OBJECTIVE:
Show each row below that contains the word "dark", copied in full. Case matters when matching.
[start DATA LISTING]
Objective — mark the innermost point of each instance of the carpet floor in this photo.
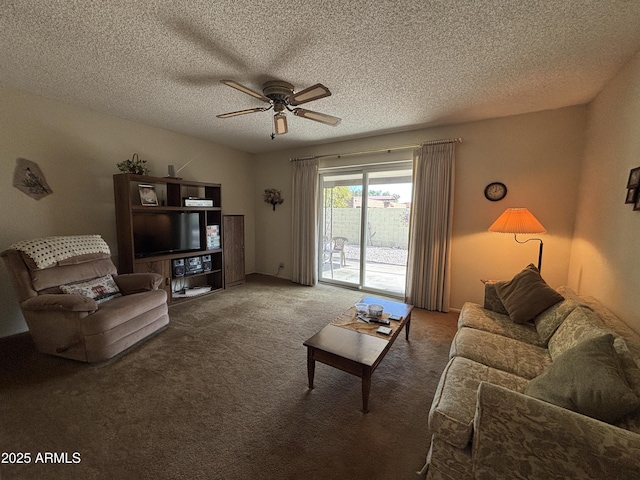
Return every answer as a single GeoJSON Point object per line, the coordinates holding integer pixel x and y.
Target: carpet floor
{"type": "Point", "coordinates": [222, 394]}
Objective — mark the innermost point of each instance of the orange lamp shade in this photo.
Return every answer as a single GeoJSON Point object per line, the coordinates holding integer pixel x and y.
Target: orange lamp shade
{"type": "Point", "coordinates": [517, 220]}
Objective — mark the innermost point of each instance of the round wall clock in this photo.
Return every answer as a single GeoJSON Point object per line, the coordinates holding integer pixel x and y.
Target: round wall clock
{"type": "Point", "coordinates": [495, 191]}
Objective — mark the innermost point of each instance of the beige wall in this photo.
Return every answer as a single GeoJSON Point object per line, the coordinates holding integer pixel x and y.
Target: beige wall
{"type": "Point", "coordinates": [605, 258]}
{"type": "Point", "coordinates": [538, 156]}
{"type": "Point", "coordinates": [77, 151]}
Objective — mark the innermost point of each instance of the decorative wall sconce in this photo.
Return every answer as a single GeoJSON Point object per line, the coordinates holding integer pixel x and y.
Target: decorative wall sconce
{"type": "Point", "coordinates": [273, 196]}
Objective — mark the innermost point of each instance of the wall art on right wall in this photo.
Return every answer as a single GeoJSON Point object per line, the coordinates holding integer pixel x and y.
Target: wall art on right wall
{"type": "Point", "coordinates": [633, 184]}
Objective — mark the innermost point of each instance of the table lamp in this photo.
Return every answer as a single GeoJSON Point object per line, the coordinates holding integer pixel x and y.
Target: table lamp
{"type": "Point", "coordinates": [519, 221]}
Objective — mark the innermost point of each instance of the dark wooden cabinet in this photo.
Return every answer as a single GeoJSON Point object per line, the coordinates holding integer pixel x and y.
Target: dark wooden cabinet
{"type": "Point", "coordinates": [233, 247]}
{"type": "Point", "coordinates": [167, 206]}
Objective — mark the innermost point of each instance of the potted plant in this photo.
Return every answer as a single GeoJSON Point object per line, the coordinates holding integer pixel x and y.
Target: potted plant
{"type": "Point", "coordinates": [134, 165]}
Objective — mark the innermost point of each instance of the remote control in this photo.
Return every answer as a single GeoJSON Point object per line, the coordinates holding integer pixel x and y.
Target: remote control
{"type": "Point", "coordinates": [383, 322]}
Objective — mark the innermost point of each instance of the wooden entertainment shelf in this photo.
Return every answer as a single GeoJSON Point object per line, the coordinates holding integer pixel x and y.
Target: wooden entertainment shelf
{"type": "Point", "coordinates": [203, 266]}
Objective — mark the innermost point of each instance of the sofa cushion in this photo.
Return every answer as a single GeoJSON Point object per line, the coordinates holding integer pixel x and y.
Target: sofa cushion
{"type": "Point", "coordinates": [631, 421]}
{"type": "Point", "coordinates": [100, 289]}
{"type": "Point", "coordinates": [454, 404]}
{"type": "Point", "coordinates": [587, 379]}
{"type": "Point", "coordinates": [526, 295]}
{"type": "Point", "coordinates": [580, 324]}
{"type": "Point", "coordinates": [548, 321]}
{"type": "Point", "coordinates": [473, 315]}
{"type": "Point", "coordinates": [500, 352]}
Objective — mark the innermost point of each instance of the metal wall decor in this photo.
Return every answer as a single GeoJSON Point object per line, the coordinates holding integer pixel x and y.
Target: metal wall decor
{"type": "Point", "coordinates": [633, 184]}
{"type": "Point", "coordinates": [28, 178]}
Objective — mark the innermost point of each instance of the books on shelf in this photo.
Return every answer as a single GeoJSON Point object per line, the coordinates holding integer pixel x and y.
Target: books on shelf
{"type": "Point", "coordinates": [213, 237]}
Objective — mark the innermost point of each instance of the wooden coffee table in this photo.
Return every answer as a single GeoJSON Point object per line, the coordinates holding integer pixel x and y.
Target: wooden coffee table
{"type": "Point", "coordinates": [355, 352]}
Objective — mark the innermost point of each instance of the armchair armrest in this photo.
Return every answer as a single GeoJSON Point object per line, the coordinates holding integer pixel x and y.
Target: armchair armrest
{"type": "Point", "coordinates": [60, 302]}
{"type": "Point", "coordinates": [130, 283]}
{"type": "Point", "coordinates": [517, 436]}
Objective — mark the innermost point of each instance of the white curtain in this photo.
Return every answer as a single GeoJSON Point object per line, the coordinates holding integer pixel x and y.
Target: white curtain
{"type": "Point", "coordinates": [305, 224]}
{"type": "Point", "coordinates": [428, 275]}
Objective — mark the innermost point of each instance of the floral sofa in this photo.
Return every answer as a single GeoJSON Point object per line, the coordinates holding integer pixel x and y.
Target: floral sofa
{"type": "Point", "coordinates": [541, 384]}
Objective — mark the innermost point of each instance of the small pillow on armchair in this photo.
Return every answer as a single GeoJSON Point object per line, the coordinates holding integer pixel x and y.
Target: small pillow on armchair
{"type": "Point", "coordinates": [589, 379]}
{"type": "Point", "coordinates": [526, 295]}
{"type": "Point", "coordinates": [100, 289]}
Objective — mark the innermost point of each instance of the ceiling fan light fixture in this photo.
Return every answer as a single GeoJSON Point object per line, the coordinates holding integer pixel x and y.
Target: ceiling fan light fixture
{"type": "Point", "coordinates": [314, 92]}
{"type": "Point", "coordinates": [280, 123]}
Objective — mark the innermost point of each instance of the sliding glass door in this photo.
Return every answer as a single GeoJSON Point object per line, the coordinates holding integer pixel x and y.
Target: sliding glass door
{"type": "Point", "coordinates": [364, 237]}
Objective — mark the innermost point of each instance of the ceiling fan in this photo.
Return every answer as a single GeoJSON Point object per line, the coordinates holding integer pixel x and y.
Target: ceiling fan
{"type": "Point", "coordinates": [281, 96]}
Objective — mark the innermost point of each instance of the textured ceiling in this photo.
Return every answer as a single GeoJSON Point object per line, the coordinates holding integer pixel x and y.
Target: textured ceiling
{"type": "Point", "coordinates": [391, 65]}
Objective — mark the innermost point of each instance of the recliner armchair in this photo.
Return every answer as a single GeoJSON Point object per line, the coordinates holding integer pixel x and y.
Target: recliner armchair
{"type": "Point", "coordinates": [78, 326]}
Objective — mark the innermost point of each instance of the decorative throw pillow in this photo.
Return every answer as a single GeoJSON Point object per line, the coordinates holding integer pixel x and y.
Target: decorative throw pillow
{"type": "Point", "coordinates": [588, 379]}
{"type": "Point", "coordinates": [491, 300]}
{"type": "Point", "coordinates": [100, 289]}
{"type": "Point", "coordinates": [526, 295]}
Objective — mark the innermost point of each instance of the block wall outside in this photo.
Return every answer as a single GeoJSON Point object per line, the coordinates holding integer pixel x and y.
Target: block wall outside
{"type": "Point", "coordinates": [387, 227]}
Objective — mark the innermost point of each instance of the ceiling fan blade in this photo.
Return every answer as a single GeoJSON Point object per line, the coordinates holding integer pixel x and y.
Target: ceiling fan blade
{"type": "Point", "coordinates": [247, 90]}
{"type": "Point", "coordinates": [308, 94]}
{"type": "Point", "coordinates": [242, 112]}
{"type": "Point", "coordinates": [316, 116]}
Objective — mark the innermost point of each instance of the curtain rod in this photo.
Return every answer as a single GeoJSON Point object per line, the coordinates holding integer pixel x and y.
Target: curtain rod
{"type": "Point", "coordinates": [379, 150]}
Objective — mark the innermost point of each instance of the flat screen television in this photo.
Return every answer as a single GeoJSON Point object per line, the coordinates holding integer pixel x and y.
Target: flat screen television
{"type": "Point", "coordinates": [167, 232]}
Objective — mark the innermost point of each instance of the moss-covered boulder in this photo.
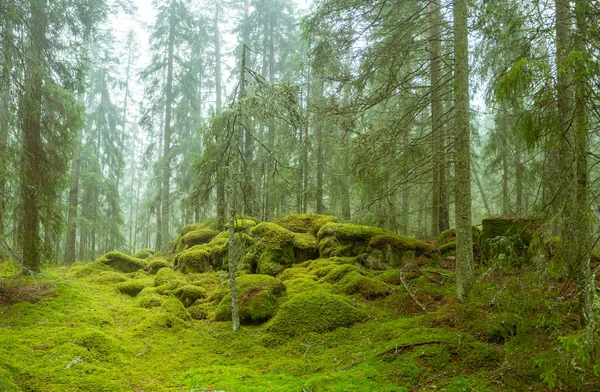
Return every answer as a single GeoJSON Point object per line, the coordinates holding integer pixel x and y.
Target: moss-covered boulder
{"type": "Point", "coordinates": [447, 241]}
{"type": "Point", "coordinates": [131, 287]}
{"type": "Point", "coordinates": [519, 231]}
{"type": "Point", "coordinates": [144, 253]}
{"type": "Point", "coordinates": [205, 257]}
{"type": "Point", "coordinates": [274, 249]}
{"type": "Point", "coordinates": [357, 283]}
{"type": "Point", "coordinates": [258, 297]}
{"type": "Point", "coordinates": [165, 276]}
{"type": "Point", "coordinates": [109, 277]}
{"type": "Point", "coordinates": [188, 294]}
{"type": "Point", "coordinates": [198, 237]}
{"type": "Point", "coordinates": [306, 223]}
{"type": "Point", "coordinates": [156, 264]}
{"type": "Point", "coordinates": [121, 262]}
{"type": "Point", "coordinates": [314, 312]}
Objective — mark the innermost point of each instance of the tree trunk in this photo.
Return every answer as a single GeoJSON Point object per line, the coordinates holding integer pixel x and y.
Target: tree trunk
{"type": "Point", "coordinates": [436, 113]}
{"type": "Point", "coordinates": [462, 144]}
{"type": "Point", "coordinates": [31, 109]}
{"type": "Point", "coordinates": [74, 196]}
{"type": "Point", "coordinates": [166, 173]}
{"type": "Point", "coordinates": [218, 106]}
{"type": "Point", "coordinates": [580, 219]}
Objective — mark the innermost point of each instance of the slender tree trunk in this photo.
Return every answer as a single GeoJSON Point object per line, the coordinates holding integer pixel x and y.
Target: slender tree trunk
[end DATA LISTING]
[start DATA LISTING]
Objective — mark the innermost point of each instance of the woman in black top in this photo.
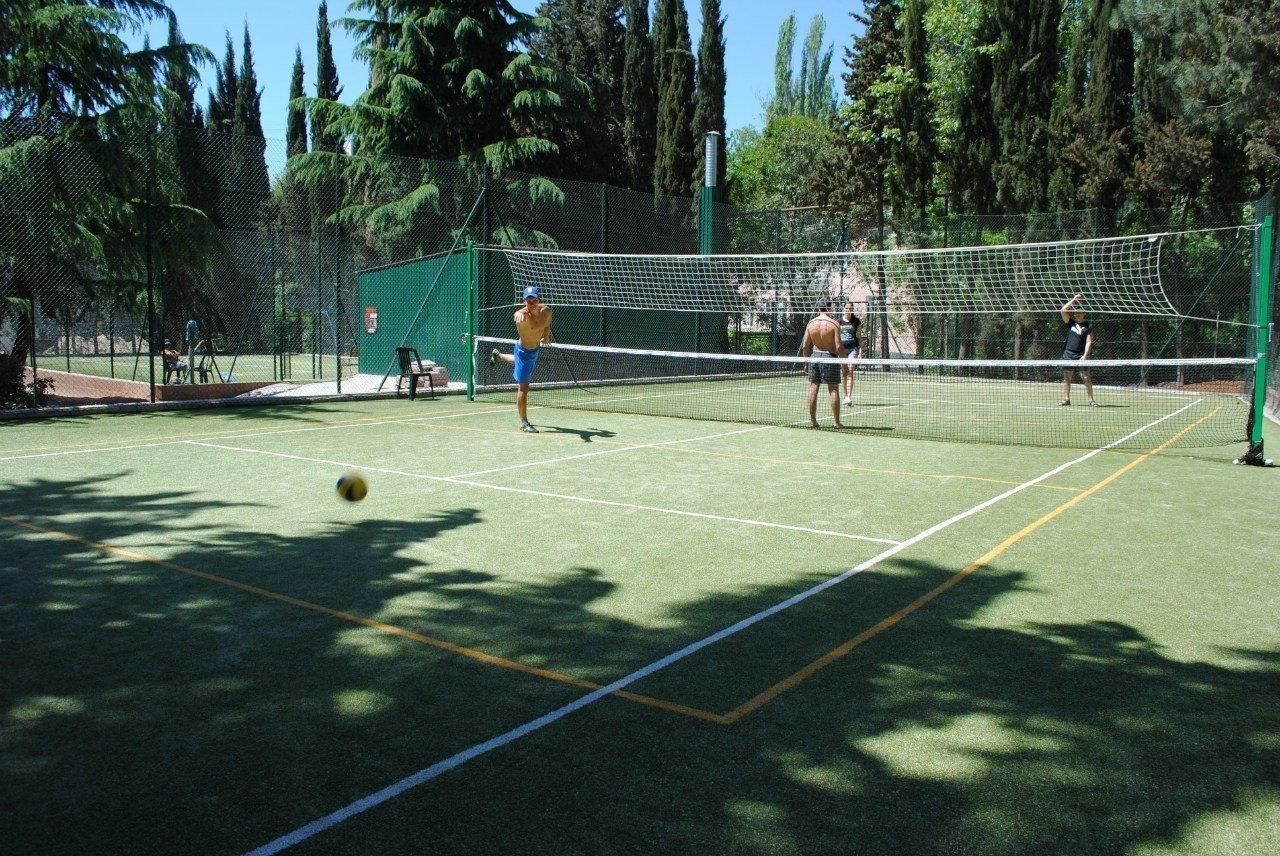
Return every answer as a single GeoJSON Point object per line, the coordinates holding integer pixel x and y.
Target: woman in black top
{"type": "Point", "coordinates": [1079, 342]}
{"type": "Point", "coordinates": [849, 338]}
[end DATA LISTING]
RESULT OF THIS EXERCISE:
Objective — mark the innermost point of each instance of the dark wooden cabinet in this photo.
Target: dark wooden cabinet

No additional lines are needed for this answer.